• **STATED PROBLEM**: Show every line of the material below that contains the word "seat".

• **EXERCISE INPUT**:

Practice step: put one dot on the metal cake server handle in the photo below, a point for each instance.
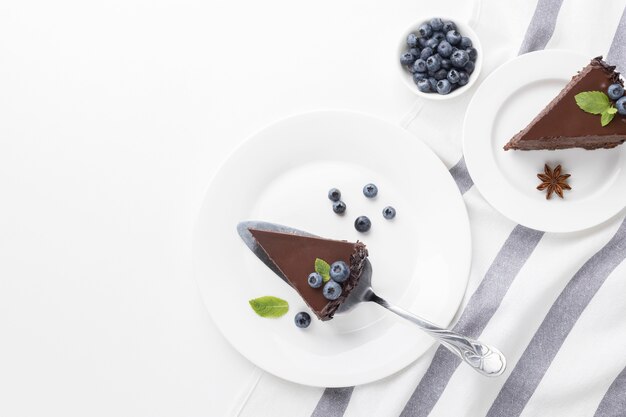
* * *
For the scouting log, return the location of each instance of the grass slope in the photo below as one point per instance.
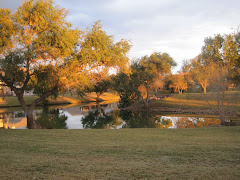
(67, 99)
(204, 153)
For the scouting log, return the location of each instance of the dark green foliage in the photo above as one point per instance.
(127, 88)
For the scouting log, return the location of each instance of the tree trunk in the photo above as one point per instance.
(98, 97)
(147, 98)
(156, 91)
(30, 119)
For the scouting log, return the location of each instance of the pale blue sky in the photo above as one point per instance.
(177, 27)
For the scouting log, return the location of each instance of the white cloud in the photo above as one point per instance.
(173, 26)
---
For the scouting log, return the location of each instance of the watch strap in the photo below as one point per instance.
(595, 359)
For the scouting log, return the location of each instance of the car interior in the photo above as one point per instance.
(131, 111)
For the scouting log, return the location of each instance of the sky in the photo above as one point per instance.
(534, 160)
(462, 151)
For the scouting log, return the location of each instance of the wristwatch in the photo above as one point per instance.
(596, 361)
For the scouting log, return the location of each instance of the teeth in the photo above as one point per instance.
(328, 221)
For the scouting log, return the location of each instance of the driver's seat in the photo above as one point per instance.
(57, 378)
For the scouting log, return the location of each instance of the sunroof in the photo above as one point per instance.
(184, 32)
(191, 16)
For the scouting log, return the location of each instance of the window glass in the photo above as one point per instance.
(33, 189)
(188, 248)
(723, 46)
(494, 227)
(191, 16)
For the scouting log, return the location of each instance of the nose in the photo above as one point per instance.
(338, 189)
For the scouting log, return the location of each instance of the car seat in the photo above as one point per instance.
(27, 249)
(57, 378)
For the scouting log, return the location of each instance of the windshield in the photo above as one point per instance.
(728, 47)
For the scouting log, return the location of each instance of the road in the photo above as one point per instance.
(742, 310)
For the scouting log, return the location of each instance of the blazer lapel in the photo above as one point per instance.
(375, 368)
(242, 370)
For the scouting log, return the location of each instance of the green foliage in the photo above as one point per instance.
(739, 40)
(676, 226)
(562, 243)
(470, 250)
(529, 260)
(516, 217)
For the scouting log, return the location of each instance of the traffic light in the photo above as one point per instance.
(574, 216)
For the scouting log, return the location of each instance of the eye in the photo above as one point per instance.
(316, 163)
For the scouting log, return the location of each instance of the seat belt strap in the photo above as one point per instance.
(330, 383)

• **OUTPUT**:
For the scouting log, return the location of each instance of the driver's seat in the photo above as one point per instance.
For the scouting log, return the location of each instance of the car seat in the photo above as one point per instance.
For the scouting log, return the location of each instance of the seat belt strap in the photo above as one point per instance.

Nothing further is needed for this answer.